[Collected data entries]
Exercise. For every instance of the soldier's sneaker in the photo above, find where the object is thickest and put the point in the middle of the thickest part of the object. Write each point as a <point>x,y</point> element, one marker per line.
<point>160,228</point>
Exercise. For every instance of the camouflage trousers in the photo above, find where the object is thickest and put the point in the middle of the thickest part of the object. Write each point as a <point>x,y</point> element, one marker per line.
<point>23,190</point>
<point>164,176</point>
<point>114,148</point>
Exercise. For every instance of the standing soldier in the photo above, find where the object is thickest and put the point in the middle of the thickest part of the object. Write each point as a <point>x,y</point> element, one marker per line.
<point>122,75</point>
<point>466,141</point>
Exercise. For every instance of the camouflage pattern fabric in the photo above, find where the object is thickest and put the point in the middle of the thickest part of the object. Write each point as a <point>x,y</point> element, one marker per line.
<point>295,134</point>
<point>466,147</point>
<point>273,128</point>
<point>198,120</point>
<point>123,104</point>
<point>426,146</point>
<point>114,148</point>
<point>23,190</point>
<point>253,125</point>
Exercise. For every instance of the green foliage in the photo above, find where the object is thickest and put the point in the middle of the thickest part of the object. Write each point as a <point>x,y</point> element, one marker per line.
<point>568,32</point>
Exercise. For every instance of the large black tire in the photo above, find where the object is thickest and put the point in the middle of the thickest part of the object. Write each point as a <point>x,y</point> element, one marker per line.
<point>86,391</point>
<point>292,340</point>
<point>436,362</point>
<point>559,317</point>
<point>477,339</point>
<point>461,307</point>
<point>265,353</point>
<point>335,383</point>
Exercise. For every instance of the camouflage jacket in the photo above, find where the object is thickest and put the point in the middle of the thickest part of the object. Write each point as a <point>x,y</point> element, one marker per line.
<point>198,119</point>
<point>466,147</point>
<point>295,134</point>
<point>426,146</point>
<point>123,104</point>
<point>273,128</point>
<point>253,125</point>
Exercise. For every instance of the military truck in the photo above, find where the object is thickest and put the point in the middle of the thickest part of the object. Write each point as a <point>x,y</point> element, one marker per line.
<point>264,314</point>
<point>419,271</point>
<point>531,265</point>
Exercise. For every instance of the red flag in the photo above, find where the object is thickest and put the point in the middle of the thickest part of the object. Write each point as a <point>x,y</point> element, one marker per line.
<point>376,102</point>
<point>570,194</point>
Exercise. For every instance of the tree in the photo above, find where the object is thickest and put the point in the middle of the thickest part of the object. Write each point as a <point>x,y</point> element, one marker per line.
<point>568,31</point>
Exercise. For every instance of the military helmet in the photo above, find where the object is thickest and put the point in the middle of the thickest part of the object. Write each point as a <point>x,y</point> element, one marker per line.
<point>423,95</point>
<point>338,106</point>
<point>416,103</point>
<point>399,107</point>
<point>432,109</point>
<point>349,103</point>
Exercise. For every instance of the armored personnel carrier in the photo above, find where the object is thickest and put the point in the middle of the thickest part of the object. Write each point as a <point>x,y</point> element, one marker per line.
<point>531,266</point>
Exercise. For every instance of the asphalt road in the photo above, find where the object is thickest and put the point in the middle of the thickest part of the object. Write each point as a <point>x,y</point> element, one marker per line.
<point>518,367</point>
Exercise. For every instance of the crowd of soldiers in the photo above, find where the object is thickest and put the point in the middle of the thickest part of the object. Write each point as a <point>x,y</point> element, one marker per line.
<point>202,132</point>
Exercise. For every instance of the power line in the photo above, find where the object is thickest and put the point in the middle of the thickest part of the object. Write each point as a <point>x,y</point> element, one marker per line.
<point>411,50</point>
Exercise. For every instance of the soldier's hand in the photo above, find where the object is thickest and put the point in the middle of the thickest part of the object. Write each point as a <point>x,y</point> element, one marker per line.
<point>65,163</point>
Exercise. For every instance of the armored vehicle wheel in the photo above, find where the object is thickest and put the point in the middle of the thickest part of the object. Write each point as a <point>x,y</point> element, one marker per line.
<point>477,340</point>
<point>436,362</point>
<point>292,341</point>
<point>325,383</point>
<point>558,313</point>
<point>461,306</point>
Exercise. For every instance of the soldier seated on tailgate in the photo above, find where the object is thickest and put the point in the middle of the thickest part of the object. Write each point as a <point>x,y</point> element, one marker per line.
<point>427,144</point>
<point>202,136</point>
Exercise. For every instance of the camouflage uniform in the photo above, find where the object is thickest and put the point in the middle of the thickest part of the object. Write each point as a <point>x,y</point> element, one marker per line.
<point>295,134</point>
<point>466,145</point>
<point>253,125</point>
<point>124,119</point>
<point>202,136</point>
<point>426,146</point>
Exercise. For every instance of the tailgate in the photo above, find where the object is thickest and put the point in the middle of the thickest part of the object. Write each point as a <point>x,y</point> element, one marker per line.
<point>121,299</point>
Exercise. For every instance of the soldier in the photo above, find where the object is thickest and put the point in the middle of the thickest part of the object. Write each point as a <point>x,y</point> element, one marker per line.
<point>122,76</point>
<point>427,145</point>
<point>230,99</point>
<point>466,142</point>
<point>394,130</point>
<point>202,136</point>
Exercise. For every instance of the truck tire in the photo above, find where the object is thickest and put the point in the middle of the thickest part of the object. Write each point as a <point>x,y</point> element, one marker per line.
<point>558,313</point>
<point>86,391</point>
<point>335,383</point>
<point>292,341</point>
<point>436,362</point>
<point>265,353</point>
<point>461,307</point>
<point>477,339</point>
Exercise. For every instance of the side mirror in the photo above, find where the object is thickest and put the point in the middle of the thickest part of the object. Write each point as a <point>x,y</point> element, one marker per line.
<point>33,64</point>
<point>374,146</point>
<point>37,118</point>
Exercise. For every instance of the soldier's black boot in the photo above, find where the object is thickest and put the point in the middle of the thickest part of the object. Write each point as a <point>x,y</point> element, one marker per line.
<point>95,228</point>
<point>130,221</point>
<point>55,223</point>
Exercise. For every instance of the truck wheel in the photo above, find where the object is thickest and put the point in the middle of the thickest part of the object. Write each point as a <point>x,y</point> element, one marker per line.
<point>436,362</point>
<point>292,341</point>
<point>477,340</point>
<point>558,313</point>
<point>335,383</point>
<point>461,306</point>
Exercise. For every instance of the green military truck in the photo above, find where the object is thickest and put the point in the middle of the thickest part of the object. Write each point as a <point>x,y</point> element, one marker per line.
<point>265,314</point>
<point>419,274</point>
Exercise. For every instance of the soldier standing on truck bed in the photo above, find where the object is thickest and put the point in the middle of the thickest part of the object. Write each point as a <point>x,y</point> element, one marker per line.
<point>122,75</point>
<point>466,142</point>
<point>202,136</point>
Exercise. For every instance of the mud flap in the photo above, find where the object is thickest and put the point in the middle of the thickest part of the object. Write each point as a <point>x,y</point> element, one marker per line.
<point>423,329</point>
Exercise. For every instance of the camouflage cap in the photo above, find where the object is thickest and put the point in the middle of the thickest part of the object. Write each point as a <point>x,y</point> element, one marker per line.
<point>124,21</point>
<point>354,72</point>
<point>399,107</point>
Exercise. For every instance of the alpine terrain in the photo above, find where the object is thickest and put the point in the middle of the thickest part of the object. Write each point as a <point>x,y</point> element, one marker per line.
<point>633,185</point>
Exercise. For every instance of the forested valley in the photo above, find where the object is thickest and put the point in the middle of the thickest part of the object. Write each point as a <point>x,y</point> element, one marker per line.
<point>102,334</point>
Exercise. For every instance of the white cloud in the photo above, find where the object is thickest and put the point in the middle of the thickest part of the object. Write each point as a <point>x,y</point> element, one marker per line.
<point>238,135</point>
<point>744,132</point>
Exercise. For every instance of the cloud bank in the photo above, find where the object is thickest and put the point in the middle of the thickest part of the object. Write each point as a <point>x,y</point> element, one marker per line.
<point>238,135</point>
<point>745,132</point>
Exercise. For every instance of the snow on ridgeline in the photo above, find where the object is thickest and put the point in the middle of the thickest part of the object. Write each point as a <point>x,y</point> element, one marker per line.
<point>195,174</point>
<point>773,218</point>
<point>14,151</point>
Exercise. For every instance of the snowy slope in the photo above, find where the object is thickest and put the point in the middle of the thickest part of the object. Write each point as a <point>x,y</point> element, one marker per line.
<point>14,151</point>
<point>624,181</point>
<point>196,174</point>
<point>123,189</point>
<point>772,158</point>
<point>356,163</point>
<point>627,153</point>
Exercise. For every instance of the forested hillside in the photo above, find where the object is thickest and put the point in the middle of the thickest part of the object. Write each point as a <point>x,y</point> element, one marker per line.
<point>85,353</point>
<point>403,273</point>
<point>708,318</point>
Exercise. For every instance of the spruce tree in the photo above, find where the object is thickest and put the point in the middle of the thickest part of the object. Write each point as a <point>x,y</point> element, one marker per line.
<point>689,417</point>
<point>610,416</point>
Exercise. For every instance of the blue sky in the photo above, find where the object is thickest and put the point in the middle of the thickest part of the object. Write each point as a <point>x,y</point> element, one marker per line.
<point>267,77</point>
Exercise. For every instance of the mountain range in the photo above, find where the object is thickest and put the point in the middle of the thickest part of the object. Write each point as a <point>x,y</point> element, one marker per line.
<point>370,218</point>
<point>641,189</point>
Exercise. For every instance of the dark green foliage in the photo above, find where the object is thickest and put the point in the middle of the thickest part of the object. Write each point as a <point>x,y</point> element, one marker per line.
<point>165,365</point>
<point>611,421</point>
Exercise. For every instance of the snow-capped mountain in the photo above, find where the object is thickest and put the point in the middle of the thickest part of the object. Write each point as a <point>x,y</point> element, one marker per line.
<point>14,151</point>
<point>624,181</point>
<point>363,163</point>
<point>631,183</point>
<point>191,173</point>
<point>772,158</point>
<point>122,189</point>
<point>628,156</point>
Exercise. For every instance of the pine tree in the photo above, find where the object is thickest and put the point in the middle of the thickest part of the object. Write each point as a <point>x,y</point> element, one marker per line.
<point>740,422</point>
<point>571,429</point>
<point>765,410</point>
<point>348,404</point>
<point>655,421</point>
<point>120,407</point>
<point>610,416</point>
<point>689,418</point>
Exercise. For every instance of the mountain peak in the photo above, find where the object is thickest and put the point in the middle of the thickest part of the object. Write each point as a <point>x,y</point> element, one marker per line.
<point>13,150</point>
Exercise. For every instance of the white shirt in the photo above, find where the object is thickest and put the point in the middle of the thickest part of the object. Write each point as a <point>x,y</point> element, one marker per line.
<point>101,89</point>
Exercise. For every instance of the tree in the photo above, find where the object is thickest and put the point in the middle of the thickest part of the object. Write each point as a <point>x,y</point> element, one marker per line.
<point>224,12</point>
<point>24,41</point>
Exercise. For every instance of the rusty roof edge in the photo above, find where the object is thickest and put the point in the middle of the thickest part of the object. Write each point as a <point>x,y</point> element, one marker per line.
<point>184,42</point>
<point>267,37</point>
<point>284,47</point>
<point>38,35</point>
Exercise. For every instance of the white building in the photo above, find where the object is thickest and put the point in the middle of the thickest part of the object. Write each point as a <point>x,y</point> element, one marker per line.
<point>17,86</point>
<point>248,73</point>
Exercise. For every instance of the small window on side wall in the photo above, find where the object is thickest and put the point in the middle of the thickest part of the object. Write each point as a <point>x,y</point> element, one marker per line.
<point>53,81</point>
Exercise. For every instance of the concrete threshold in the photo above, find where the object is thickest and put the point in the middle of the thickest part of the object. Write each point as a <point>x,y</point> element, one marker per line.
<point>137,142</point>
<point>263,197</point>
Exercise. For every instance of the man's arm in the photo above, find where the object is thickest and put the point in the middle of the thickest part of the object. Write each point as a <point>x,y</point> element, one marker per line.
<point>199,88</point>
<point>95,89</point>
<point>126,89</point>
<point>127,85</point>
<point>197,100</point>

- _Task description_
Please give a word-for-word repetition of the lines from the one containing "Exercise. For every instance of the concrete" through the last line of the data above, including both, and nothing besides.

- _Answer to the exercise_
Exercise. For every instance of the concrete threshold in the photo above, find where the object is thickest and put the point in the middle of the thickest part of the object. Write each point as a <point>x,y</point> element, one marker per line.
<point>137,142</point>
<point>263,197</point>
Exercise. For every instance of the man's arm in the photo above, find where the object is thickest and put the point in the middle of the thickest part of the object. Write each point as a <point>x,y</point> element, one marker per line.
<point>199,88</point>
<point>95,89</point>
<point>126,89</point>
<point>127,85</point>
<point>197,100</point>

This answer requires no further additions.